WHAT TO WORK ON:
Select every line in the data below that contains the word "light", and copy each of those lines in full.

DATA SUPPLIED:
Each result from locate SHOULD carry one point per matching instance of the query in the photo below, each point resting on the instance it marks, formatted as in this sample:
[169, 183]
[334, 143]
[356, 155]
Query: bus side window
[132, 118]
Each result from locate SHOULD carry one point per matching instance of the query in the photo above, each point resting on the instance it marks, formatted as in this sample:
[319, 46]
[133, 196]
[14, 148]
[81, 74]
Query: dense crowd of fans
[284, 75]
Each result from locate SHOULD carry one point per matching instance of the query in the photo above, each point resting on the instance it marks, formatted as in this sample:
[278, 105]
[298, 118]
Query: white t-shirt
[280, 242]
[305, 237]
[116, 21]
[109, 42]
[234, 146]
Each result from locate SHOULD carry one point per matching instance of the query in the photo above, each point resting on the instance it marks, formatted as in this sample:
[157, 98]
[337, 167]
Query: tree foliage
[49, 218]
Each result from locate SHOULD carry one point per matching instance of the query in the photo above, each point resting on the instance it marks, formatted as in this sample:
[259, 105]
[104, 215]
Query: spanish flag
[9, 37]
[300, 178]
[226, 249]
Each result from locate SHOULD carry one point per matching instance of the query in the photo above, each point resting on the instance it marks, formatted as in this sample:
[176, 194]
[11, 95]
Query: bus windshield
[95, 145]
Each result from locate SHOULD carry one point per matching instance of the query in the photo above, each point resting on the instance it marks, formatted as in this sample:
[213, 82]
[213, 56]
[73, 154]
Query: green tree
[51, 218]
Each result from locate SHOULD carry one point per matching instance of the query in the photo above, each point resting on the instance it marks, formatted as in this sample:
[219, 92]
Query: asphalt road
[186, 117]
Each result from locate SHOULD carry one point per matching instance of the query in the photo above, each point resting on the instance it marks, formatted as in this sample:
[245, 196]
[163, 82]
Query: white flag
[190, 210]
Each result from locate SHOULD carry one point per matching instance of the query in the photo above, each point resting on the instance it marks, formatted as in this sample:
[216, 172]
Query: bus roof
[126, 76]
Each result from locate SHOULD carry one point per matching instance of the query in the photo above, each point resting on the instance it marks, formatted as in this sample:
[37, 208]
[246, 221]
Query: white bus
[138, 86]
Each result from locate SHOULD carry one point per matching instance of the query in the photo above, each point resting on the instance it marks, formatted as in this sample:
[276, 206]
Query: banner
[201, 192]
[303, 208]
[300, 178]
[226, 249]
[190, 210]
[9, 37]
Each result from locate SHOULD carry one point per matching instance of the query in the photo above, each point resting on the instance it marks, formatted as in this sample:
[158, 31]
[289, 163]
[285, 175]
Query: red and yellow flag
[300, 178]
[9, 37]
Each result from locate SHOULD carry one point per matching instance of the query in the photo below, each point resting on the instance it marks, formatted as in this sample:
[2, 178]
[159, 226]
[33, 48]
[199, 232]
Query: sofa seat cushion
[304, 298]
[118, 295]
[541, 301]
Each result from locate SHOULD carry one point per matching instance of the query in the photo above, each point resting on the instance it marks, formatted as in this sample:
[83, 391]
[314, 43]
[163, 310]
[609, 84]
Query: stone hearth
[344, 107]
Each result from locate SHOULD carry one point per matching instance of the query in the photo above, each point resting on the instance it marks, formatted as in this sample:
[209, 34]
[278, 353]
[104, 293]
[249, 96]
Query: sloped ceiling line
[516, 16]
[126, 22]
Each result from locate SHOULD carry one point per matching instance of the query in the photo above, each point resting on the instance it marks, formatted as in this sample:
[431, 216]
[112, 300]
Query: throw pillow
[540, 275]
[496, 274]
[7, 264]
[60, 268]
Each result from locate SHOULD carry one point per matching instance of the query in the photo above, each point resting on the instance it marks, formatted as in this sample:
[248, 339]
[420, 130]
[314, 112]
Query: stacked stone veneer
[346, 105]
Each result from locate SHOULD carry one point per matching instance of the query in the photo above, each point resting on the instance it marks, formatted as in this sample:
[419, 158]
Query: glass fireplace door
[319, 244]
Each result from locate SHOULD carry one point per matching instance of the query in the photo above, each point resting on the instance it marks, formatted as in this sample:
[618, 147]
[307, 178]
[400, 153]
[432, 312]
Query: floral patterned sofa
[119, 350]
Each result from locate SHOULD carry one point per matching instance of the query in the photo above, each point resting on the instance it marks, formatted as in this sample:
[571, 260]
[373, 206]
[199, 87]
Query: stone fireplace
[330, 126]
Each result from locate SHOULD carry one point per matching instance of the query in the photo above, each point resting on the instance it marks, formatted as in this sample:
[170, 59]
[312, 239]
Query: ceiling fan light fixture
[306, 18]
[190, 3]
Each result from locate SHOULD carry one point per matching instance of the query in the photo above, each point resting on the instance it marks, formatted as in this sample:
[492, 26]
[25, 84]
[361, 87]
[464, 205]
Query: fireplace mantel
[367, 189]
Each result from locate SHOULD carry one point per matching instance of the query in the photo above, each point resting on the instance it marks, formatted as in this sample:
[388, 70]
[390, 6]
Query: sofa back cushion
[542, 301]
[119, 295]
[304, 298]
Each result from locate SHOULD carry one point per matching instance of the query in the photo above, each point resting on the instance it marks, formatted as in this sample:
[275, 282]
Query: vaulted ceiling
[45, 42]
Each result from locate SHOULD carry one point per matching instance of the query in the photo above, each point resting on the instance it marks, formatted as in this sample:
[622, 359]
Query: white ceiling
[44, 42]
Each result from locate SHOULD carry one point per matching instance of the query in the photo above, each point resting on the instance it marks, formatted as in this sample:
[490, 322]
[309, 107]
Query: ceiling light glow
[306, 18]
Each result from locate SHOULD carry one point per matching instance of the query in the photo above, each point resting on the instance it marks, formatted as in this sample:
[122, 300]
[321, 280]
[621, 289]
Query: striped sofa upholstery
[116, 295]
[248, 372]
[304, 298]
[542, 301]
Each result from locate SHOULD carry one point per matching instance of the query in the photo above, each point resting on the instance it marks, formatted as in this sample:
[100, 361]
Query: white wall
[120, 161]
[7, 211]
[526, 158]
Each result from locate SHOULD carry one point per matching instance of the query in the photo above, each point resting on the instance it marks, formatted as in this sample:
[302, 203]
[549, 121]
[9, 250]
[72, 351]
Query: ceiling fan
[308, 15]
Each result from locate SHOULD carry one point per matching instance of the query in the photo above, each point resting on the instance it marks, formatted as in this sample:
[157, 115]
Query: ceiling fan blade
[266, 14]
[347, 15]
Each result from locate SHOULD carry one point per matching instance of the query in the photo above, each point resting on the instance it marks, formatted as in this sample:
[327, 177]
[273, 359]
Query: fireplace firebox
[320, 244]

FINAL RESULT:
Query: ceiling fan light fixture
Query: ceiling light glow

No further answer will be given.